▶ **DIRECTIVE 1**
In the records, update the stretch from the line containing "Place a point on every instance of the black" through the line containing "x=495 y=253" by changing "baseball cap" to "hat". Leave everything else unchanged.

▶ **TEXT SECTION**
I agree with @katbeaulieu and I'd be also willing to assist further of course. If you prefer a separate decode caller we can do that. I have issued a PR at https://github.com/AAFC-MBB/galaxy-1/pull/1 against this branch with the changes so far. Feel free to merge current dev first and then review and merge that PR. Thanks for looking into it @jmchilton.

guerler avatar Nov 15 '16 16:11 guerler

I want to throw in a total different idea which I promised month ago to @katbeaulieu! Sorry @katbeaulieu we have worked on https://github.com/galaxyproject/galaxy/pull/3118 to enhance the user-preference setting before.

Background

Tools with passwords, personalized URLs and all other types of credentials are kind of different and are a potential security issue. The only way we can pass passwords to tools via a command line is via ENV vars or via a file. ENV vars are also tricky if you capture the entire ENV and put into as metric into metadata.

This and some usability arguments like "I want to use this tool in a workflow" or "I don't want to type the password X times" was the reason I was aiming for a different approach, involving the admin - I belief the admin needs to be involved by these type of tools.

The idea

Create a config file in which the admin can specify key-value pairs, lists etc. These keys and values are available in the user-preferences for every user and every user can enter credentials/passwords or URLs for various Apollo instances, as requested by @erasche.

This store is a central password storage and we can choose if we want to put it into a database or somewhere else - but the values will end up in the $__user__ object which can be accessed by any tool that is able to run by a specific user.

A tool author can than choose to put the credentials into a file or into a ENV to pass it to the tool. This would enable entering a password only once and using it in workflows etc.

The "disadvantage" is that an admin needs to configure one config file to enable the user to put in one key-value pair which can be picked up by a tool. I personally see this as not a big deal as these tools are very special and admins should now about such cases.

An initial implementation is here: https://github.com/bgruening/galaxy/compare/remove_mako_user_pref...bgruening:extra_user_preferences?expand=1

bgruening avatar Nov 15 '16 17:11 bgruening

So the tool would be useless after going through the toolshed installation unless the admin makes additional adjustments to the user preferences? I think if we consider this route the toolshed should be enabled to add those preferences automatically. Additionally this PR already accesses the password through the environment so users could either provide the password on submission or store it in the user preferences. I am not sure if these two options are necessarily conflicting.

guerler avatar Nov 15 '16 17:11 guerler

@guerler yes useless, or not functional. I'm not sure these tool will end up in the TS, if so not as many I guess. My argument is that the admin should be aware of these tools to protect them, for example disable them for certain users etc ... also this approach would enable things like setting the password via job_conf.xml and so on. They are not conflicting I guess if the password field can be optional - but both approaches maybe confusing for a user and I'm not sure if we want to offer/support such an password field in the long run. My gut feeling is telling me that we have a lot more flexibility in the long run if we keep this out of tools.

▶ **DATA SUPPLIED**
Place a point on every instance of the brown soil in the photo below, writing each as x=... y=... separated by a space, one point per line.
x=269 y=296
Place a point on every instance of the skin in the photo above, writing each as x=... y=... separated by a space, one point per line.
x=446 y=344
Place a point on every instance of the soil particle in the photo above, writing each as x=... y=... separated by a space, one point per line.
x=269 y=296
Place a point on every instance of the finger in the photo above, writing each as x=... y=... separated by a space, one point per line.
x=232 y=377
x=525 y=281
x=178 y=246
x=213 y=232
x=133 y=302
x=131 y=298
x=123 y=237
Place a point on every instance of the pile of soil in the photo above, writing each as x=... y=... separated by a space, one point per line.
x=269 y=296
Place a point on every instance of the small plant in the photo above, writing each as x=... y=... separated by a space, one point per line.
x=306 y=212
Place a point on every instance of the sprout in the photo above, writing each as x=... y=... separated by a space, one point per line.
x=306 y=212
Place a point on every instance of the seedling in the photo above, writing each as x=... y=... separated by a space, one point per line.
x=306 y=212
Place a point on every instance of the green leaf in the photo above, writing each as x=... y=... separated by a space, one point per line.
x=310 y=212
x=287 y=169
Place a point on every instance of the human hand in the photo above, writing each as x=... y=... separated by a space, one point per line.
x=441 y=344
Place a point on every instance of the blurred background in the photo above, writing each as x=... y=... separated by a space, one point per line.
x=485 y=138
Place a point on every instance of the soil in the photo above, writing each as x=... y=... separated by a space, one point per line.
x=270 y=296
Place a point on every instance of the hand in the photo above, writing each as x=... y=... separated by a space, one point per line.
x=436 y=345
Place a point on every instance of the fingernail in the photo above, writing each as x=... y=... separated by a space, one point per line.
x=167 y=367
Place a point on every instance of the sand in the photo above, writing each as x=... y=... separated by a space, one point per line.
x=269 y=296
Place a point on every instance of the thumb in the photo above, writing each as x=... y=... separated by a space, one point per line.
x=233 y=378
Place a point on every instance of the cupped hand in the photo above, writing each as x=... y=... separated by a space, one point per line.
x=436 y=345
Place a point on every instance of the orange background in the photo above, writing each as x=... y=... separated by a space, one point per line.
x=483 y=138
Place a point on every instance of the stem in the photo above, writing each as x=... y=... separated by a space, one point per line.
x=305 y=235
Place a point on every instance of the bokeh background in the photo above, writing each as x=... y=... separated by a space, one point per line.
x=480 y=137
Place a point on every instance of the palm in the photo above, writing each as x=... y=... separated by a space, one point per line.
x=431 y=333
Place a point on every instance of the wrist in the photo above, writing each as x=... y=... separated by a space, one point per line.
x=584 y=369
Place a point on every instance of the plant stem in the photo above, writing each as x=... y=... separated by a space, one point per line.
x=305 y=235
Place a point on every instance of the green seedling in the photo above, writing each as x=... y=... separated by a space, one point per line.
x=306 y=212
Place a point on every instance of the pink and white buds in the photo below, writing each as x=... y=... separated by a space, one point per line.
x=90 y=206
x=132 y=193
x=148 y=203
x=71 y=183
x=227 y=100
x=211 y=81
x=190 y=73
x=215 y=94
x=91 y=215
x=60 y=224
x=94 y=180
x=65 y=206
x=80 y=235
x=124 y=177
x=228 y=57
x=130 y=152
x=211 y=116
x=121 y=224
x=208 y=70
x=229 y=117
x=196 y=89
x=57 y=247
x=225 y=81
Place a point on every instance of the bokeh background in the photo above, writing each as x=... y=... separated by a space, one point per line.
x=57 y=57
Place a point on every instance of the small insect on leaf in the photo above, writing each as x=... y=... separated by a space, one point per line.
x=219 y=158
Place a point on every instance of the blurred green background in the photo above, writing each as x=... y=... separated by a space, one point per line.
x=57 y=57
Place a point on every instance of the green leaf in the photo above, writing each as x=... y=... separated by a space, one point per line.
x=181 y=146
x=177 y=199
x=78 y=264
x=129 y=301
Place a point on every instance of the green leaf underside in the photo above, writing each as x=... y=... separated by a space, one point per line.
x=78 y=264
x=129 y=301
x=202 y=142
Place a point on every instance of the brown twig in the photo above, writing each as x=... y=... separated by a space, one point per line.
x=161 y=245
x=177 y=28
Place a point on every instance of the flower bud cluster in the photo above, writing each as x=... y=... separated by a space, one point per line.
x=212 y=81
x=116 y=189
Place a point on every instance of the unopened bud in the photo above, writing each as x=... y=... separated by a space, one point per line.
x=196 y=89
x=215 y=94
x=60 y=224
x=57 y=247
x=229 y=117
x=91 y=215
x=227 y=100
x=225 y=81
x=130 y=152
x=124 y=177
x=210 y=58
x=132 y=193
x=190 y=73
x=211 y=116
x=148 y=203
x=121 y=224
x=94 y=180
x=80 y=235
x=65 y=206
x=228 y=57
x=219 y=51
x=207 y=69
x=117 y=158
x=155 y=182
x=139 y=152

--

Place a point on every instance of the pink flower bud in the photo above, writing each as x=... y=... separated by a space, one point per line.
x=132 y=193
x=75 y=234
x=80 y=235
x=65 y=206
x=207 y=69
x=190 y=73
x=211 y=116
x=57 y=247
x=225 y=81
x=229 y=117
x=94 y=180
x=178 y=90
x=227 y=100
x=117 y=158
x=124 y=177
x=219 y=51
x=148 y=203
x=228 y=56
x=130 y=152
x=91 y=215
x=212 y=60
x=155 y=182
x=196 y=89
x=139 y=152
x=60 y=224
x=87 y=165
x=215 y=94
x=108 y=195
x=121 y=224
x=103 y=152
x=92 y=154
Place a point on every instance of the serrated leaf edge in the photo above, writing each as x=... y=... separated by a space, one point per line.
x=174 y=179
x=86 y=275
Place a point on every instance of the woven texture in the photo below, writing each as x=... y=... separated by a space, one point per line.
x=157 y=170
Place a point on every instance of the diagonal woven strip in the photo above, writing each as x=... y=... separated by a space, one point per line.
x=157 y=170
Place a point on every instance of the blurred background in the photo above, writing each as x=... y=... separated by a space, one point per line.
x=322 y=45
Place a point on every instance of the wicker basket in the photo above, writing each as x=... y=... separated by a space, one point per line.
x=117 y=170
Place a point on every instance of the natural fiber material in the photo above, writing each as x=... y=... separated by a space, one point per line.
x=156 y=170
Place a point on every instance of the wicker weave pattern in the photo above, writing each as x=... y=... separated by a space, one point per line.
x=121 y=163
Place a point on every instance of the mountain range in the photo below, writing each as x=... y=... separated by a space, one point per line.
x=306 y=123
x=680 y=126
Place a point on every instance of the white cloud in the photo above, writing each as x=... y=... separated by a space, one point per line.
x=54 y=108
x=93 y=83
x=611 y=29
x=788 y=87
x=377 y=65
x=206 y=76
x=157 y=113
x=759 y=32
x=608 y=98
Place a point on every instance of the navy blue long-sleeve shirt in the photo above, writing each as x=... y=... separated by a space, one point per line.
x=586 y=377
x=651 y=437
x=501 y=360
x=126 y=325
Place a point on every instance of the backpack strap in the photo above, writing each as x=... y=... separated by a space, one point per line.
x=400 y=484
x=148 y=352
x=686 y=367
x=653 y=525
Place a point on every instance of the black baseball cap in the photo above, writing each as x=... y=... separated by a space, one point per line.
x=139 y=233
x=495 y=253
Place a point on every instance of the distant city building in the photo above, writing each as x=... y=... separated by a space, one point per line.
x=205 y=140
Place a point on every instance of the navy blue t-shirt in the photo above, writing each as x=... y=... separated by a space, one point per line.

▶ **DIRECTIVE 2**
From the discussion of tool credentials, reproduce word for word the stretch from "This and some" through "a specific user.".

▶ **RIGHT ANSWER 1**
Place a point on every instance of the black hat in the photo above, writing each as x=... y=... separated by a space, one point per line.
x=139 y=233
x=495 y=253

▶ **RIGHT ANSWER 2**
This and some usability arguments like "I want to use this tool in a workflow" or "I don't want to type the password X times" was the reason I was aiming for a different approach, involving the admin - I belief the admin needs to be involved by these type of tools.

The idea

Create a config file in which the admin can specify key-value pairs, lists etc. These keys and values are available in the user-preferences for every user and every user can enter credentials/passwords or URLs for various Apollo instances, as requested by @erasche.

This store is a central password storage and we can choose if we want to put it into a database or somewhere else - but the values will end up in the $__user__ object which can be accessed by any tool that is able to run by a specific user.